Carry on the mailing-list message about trusting third-party viewers, picking up right after its final line.

→ **DOCUMENT TEXT**:
# # # # #

2010-04-29 Thread Discrete Dreamscape
Users could then assume all unlisted viewers are safe enough for use, which
is far more misleading than assuming a specific few are safe. A few who are
both known and have contact information on file, no less. If they don't make
this assumption, an action which any smart user should choose, then in
general no third party viewers would be trusted and used.

If you want a blacklist, there's already an informal one at
http://onyx.modularsystems.sl/viewer_reference.html .

On Thu, Apr 29, 2010 at 2:09 PM, Henri Beauchamp sl...@free.fr wrote:

 On Thu, 29 Apr 2010 14:04:21 -0400, Discrete Dreamscape wrote:

  A list of trusted entities is virtually always more robust and reliable
 than
  a list of untrusted ones.

# # # # #

→ **COLLECTED MATERIAL**:
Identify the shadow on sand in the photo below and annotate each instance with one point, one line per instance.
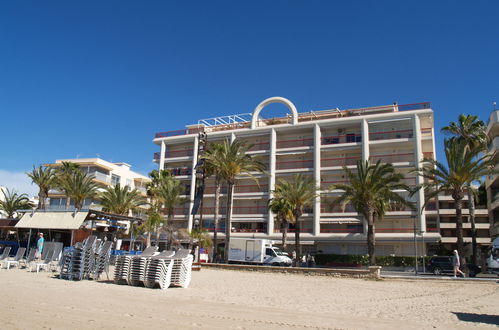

# # # # #

→ **OUTPUT OF THE EXERCISE**:
 This would be only true if LL was to *guarantee* that the listed viewer
 can *actually* be trusted, which is *not* the case with the current
 implementation of teh TPV directory.

  Weigh the two possibilities that would occur and their consequences,
 given
  that the user is making assumptions, as you say:
  - User believes viewers ON the whitelist are the ONLY ones that can be
 used
  - User believes viewers NOT on the blacklist can ALL be used
 
  The latter is clearly not a situation that benefits users in any way.

 Not when the blacklist in question is edited by LL themselves: you then
 are sure that the listed viewers are illegal, which gives more reliable
 info than an unwarranted white list...

 Henri.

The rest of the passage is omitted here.